**TEXT EXCERPT**
Religion in the European Union
|The factual accuracy of parts of this article (those related to Croatia need adding) may be compromised due to out-of-date information. (November 2012)|
Religion in the European Union is a diverse matter with significant levels of belief in all EU member states. The largest religion in the EU is Christianity account 72% of EU population, with its largest denominations being Roman Catholicism, Protestantism (especially in the north), and Eastern Orthodoxy. Smaller groups include those of Islam, Buddhism, Judaism, Hinduism, and some East Asian religions, most concentrated in Britain and France. Also present are revival movements of pre-Christianity European folk religions including Heathenism, Rodnovery, Romuva, and Druidry.
Over the last several decades, religious practice has been on the decline in a process of secularisation. Eurostat's Eurobarometer opinion polls showed in 2010 that 49% of EU citizens did not believe in God. Many countries have experienced falling church attendance and membership in recent years.
Countries with the fewest people reporting belief in God are the Czech Republic (16%), Estonia (18%), and Sweden (18%). The most religious countries are Malta (94%; predominantly Roman Catholic), Cyprus (~90%; predominantly Orthodox), and Romania (~90%; predominantly Orthodox). Across the EU, belief is more common with age and is higher amongst women, those with only basic education, and those "positioning themselves on the right of the political scale (57%)".
Church and State
The EU is a secular body, i.e., there is a separation of church and state. There are no formal ties to any religion and no mention of religion in any current or proposed treaty. Discussion over the draft texts of the European Constitution and later the Treaty of Lisbon have included proposals to mention Christianity and/or God in the preamble of the text. This call has been supported by Christian religious leaders, most notably the Pope. However explicit inclusion of a link to religion faced opposition from secularists and the final Constitution referred to Europe's "Religious and Humanist inheritance". A second attempt to include Christianity in the treaty was undertaken in 2007 with the drafting of the Treaty of Lisbon. Angela Merkel promised the Pope that she would use her influence during Germany's presidency to try to include a reference to Christianity and God in the treaty. This has provoked opposition, not least in the German press, and as this inclusion may have caused problems in reaching a final agreement, this attempt was given up. Of the Union's 28 states, only four have an official state religion, these being Denmark (Church of Denmark), Greece (Church of Greece), Malta (Roman Catholic Church) and England in the UK (Church of England). Some other churches have a close relationship with the state. Until 2000, the Church of Sweden was the state church of Sweden and while never accepting the status, the Church of Scotland was often considered to be the Established Church in Scotland, until the position was clarified finally in Parliament in the 1920s.

**INFORMATION SUPPLIED**
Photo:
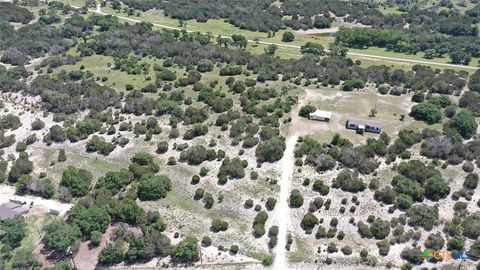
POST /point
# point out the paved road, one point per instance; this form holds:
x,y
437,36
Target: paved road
x,y
356,55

**OBJECTIVES**
1. Answer these questions from the passage on religion in the European Union.
(a) According to the 2010 Eurobarometer polls, what percentage of EU citizens did not believe in God?
(b) Which three countries have the fewest people reporting belief in God?
(c) Until what year was the Church of Sweden the state church of Sweden?
2. Reproduce the stretch of the passage on religion in the European Union from "Over the last" through "in recent years.".
The records play no part in the work on the passage on religion in the European Union.

**FINAL ANSWERS**
1.
(a) 49%
(b) The Czech Republic (16%), Estonia (18%), and Sweden (18%)
(c) 2000

2.
Over the last several decades, religious practice has been on the decline in a process of secularisation. Eurostat's Eurobarometer opinion polls showed in 2010 that 49% of EU citizens did not believe in God. Many countries have experienced falling church attendance and membership in recent years.